WHAT IS ASKED ->
Gather every line of the records below that contains the word "stone", and copy each such line in full.

MATERIALS PROVIDED ->
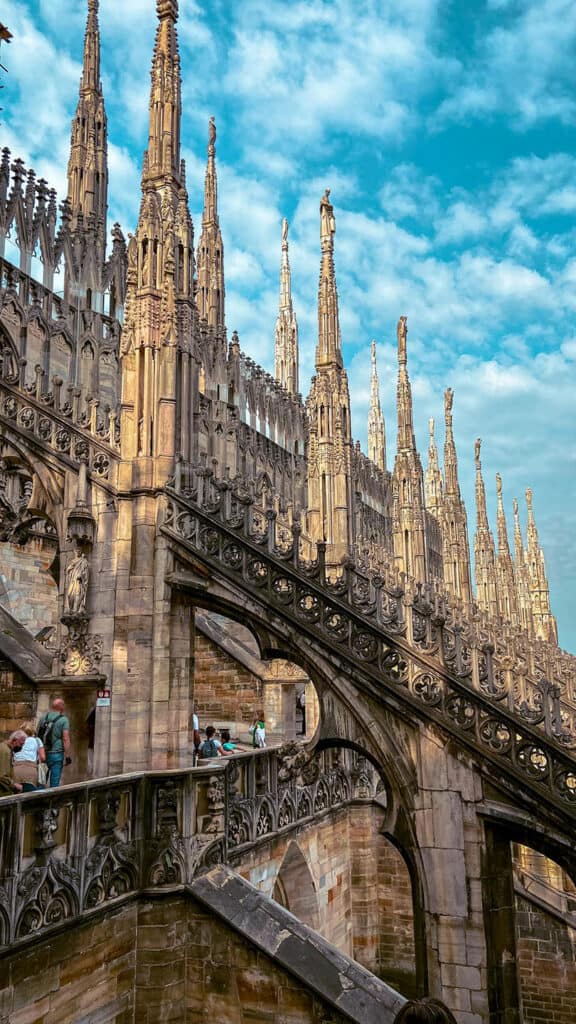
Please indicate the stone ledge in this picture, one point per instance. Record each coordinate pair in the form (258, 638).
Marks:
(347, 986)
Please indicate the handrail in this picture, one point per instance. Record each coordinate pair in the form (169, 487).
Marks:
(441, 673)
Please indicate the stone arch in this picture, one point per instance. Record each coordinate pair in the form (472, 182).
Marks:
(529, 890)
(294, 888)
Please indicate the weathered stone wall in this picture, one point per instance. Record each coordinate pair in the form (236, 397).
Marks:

==

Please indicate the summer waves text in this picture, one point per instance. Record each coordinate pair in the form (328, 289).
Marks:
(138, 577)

RESULT BELOW ->
Please indicate the stone ledge in this picture, one point per instance. Record each coordinate pair in the form (258, 638).
Please indicate the stone arch in this picture, one point per instance. Record each coordinate pair in the form (472, 182).
Please indicate the weathered stone wall in this picture, one point per instance. Record each coordinate pair in the form (236, 397).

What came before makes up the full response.